Work to complete: In the lines below, switch "lane-occupancy tally" to "crowd-count tally" everywhere it appears and keep everything else the same. Leave the pictures out of your answer.
— START OF Materials provided —
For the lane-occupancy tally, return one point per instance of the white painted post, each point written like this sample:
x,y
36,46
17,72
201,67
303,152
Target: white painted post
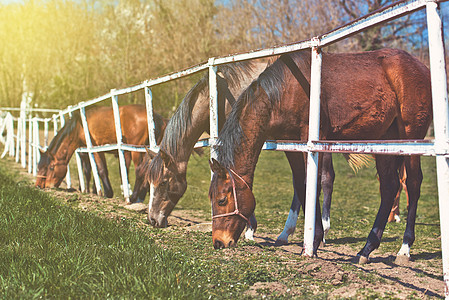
x,y
23,137
150,119
89,149
55,125
80,172
68,179
10,135
30,148
213,107
19,135
36,143
441,124
121,153
312,157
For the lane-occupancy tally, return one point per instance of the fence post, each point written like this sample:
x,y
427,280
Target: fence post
x,y
46,133
441,124
30,147
10,136
68,179
18,140
213,107
89,149
35,144
150,119
312,157
121,153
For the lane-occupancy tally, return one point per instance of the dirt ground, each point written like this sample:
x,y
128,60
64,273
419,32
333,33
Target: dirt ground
x,y
421,277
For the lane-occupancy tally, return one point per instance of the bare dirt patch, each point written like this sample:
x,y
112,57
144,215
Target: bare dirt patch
x,y
420,278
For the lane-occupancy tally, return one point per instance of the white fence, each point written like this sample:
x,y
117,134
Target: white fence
x,y
438,148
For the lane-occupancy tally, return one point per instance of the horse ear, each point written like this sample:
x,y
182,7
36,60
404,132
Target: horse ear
x,y
217,168
152,154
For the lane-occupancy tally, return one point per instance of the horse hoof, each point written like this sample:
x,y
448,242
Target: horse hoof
x,y
402,260
362,260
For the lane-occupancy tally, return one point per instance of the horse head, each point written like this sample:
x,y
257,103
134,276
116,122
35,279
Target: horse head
x,y
232,203
167,185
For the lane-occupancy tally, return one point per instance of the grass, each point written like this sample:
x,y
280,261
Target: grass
x,y
52,249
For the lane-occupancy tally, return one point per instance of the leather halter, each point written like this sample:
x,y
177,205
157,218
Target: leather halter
x,y
236,211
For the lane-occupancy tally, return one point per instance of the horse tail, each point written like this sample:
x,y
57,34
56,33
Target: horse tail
x,y
358,161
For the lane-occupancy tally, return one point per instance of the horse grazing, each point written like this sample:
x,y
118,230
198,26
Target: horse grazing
x,y
52,166
167,172
377,95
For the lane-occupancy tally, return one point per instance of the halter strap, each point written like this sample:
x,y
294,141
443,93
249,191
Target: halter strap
x,y
236,211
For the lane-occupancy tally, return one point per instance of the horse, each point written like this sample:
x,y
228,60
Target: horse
x,y
376,95
52,166
166,174
170,165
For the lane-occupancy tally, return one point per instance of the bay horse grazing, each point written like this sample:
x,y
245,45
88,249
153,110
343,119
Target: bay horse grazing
x,y
167,172
52,166
382,94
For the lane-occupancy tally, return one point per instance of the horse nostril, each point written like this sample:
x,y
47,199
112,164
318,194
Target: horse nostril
x,y
218,244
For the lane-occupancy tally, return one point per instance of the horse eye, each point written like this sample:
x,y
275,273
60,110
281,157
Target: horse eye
x,y
223,201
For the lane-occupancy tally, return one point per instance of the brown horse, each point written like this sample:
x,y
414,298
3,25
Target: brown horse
x,y
52,166
167,171
382,94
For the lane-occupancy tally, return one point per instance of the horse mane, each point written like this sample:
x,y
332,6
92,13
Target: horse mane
x,y
67,129
271,81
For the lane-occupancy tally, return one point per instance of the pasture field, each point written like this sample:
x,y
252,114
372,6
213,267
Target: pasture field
x,y
65,244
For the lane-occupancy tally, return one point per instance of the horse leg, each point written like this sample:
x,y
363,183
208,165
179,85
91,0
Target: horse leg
x,y
104,174
413,182
296,161
327,184
387,168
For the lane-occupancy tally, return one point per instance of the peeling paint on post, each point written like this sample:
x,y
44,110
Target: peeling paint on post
x,y
312,157
150,119
89,150
213,107
121,153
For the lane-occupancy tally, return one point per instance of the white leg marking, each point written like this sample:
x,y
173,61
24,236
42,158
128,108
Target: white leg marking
x,y
405,250
289,228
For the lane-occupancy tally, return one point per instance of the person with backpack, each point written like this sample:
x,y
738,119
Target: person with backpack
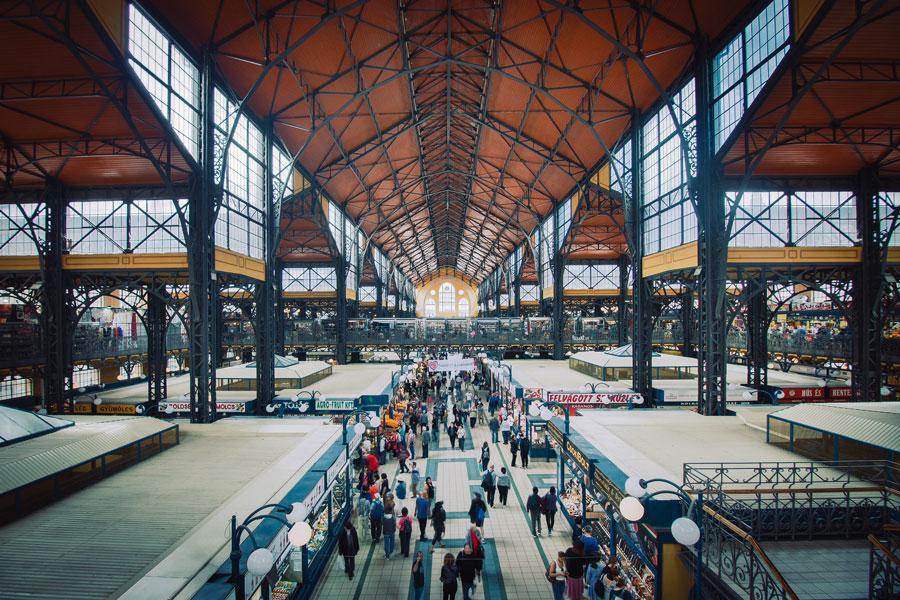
x,y
549,508
489,484
414,479
524,447
503,485
422,510
405,527
438,522
376,514
556,575
449,573
533,506
485,456
477,511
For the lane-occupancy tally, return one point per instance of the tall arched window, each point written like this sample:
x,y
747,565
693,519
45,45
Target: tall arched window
x,y
463,309
446,297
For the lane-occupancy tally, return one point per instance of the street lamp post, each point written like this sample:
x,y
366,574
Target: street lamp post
x,y
542,409
261,559
686,530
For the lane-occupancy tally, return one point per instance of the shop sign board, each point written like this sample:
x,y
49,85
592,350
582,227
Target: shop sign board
x,y
555,433
584,400
335,405
458,364
603,486
277,547
238,406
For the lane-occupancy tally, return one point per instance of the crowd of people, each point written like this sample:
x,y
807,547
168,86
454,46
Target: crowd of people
x,y
421,409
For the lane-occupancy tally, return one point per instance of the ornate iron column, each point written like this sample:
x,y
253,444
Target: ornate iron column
x,y
868,287
57,313
712,252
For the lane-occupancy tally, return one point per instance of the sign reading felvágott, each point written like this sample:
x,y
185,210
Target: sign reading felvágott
x,y
579,399
455,364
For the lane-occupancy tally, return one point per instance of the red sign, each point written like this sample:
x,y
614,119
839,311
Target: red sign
x,y
594,399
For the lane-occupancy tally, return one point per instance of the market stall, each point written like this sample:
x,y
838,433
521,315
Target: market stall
x,y
590,487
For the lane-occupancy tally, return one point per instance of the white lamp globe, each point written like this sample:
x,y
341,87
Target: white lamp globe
x,y
685,531
260,561
299,534
297,513
634,488
631,508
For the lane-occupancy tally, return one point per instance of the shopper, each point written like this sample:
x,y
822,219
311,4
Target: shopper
x,y
438,522
422,514
449,573
389,525
503,485
419,576
550,507
348,546
533,506
575,560
524,448
485,456
405,527
557,576
478,511
470,565
414,478
376,515
489,484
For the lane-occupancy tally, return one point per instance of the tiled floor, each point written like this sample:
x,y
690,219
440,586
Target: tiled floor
x,y
822,569
515,561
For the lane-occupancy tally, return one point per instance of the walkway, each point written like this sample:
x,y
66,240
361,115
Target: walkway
x,y
515,562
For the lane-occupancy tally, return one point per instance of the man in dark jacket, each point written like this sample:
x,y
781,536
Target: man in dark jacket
x,y
348,546
470,565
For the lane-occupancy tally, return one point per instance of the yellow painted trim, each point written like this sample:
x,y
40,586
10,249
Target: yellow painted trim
x,y
111,14
171,261
318,295
803,255
674,259
9,264
238,264
590,292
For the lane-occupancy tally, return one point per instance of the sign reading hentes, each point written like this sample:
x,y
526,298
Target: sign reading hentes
x,y
580,399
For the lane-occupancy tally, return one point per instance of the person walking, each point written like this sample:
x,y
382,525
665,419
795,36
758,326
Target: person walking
x,y
478,511
405,527
533,506
422,514
438,522
470,565
376,515
557,576
489,484
449,573
503,485
524,447
419,576
389,527
348,547
550,507
414,478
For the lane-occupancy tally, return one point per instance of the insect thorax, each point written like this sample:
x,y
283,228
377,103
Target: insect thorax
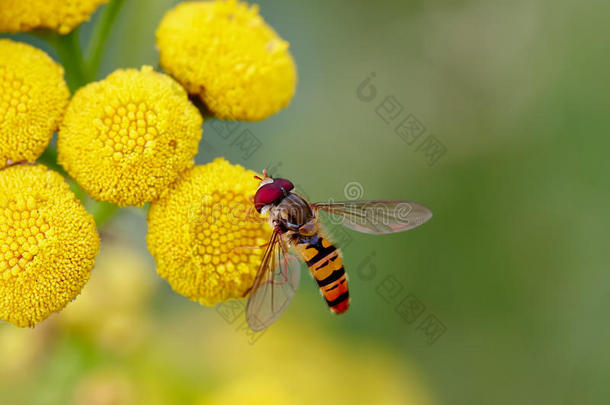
— END OF Materials provided —
Response below:
For the crowd-count tally, return one point per instance of the white painted post, each point written like this sample:
x,y
36,46
17,72
201,67
303,152
Target: white painted post
x,y
23,137
150,119
89,149
55,125
80,172
68,179
10,135
30,148
213,107
19,135
36,143
441,124
121,153
312,157
For the crowd-count tally, return one point per instance of the fence post, each point written like this sample:
x,y
427,280
Target: fence post
x,y
46,133
441,124
30,147
10,136
68,179
18,140
213,107
89,149
35,144
150,119
312,157
121,153
For the crowd-count tally, return one point per instance of the dirt ground, each point written like this sample:
x,y
128,60
64,273
419,32
333,33
Target: dirt ground
x,y
421,277
For the crowd-count tally, return one point per instance of the bare dirt patch, each point written like this sample:
x,y
112,57
144,215
Target: bare dirt patch
x,y
420,278
For the crowd-count tally, return one point per instance of the white fence, each point written like this sample:
x,y
117,134
Target: white fence
x,y
438,148
For the crowd-count tally, return one point per instance of the horse ear, each point written like this sample:
x,y
182,7
36,60
404,132
Target: horse ear
x,y
217,168
152,154
For the crowd-count tally, return one point per instance of the horse hoof, each point written like this sample:
x,y
448,242
Target: horse hoof
x,y
402,260
362,260
For the crowd-count tally, return one point per instance of the horse head, each point written like this sample:
x,y
257,103
134,276
116,122
35,279
Target: horse head
x,y
232,203
167,185
For the crowd-count tally, return one point per instance of the grass, each point written like this sample:
x,y
280,261
Target: grass
x,y
52,249
For the crowd-count tally, return one point per instance of the leather halter, each point written like this sample:
x,y
177,205
157,218
Target: leather halter
x,y
236,211
For the crowd-count tally, return one point per instance of the horse tail, each point written like this sample:
x,y
57,34
56,33
Target: horse tail
x,y
358,161
For the crowd-count tally, return one point per instance of the horse grazing, each point written like this sample:
x,y
118,230
198,26
Target: horse grazing
x,y
52,166
167,172
377,95
For the crowd-count tally, return one point per instance of the halter strap, each point written like this sample:
x,y
294,141
443,93
249,191
Target: halter strap
x,y
236,211
For the crowd-count tally, return one point per instance of the horse, each point written like this sample:
x,y
228,60
Target: horse
x,y
376,95
52,166
166,174
170,165
For the crowd-count tally, return one point per instance of the bay horse grazing, each point written like this sample:
x,y
245,45
88,249
153,110
343,119
Target: bay horse grazing
x,y
167,172
52,166
382,94
For the crowd-count tally, return one point per instance of the horse nostril, each point written like this sample:
x,y
47,199
112,164
318,194
Target: horse nostril
x,y
218,244
For the crowd-count tally, return one point per instance of the horse eye, each point written like this sample:
x,y
275,273
60,110
281,157
Target: horse eye
x,y
223,201
For the crowd-count tally, return one point per instance of the brown horse, each point written like this sample:
x,y
414,298
3,25
Target: brown horse
x,y
52,166
167,171
382,94
For the crowd-count tally, return one point per instance of the horse mane, each point written like this sample:
x,y
332,6
92,13
Target: horse mane
x,y
67,129
271,81
For the crowd-count tally, return one point per instance of the pasture field, each point written like this sample:
x,y
252,114
372,6
213,267
Target: pasture field
x,y
65,244
For the crowd-count tally, return one point per instance of the horse leg, each point written like this sample:
x,y
363,183
208,165
179,85
91,0
Target: horse leg
x,y
104,174
413,182
296,161
327,184
387,168
For the crowd-count tally, return one point per instance of the peeling paint on post, each point written like this sample:
x,y
44,110
Target: peeling paint on post
x,y
312,157
150,119
89,150
213,107
121,153
For the crowd-count tally, return one point per instance of the white leg marking, each point written like this sample:
x,y
173,61
24,236
42,158
128,108
Target: white leg marking
x,y
405,250
289,228
For the crowd-count tally, return one point per instance of the person with backpack, each point written like this sample:
x,y
738,119
Target: person with backpack
x,y
549,508
489,484
414,479
524,447
503,485
422,510
405,527
438,522
376,514
556,575
449,573
533,506
485,456
477,511
For the crowd-count tally, return one point per instance of the tall arched window, each point written like this sample:
x,y
747,565
693,519
45,45
Target: tall arched window
x,y
463,309
446,297
For the crowd-count tally, return one point per instance of the street lamp post, each point written like this sample:
x,y
366,574
Target: street lamp post
x,y
542,409
261,559
686,530
For the crowd-count tally, return one point per instance of the shop sign board, each point written like this sample:
x,y
49,85
592,350
582,227
Target: shop sign board
x,y
555,433
584,400
335,405
458,364
603,486
277,547
238,406
For the crowd-count tally, return one point per instance of the crowd of people, each point written like this sample:
x,y
807,547
168,86
454,46
Target: crowd of people
x,y
421,409
For the crowd-count tally, return one point per instance of the ornate iron column, each point written like this sample:
x,y
253,444
Target: ornate iron column
x,y
868,287
57,313
712,252
For the crowd-count tally, return one point per instance of the sign reading felvágott, each point written like this sample:
x,y
185,210
Target: sign reading felvágott
x,y
579,399
455,364
For the crowd-count tally, return one point per instance of the red sign, each point written like this sample:
x,y
614,119
839,311
Target: red sign
x,y
594,399
For the crowd-count tally, return one point per instance of the market stall, each point written like this sample:
x,y
838,433
521,315
Target: market stall
x,y
590,487
For the crowd-count tally, return one point per instance of the white lamp globe, each point written like this sample:
x,y
341,87
Target: white lamp globe
x,y
685,531
260,561
299,534
297,513
634,488
631,508
For the crowd-count tally, return one point per instance of the shopper, each point written like this sample:
x,y
822,219
311,4
Target: shopper
x,y
438,522
422,514
449,573
389,525
503,485
419,576
550,507
348,546
533,506
575,560
524,448
485,456
405,527
557,576
478,511
470,565
414,478
376,515
489,484
For the crowd-count tally, return one point per instance of the tiled floor, each point written like this sample:
x,y
690,219
440,586
Target: tiled floor
x,y
822,569
515,561
For the crowd-count tally, return one point per instance of the walkway, each point written like this sample:
x,y
66,240
361,115
Target: walkway
x,y
515,562
For the crowd-count tally, return one point per instance of the man in dark jacket, each point written like this sample:
x,y
781,536
Target: man in dark jacket
x,y
348,546
470,565
For the crowd-count tally, return one point per instance of the yellow painted trim, each point written like this sample:
x,y
40,586
10,249
Target: yellow painted trim
x,y
111,14
171,261
318,295
803,255
674,259
9,264
238,264
590,292
For the crowd-count tally, return one point per instance of the sign reading hentes, each point written like this sample:
x,y
526,298
Target: sign reading hentes
x,y
580,399
For the crowd-count tally, return one point per instance of the person walking, each point written like this sample:
x,y
382,525
665,419
795,36
758,326
Target: person walking
x,y
478,511
405,527
533,506
422,514
438,522
470,565
376,515
557,576
489,484
449,573
503,485
524,447
419,576
389,527
348,547
550,507
414,478
For the crowd-count tally, return one point per instance of the insect thorax, each point written like this sample:
x,y
283,228
377,103
Target: insect thorax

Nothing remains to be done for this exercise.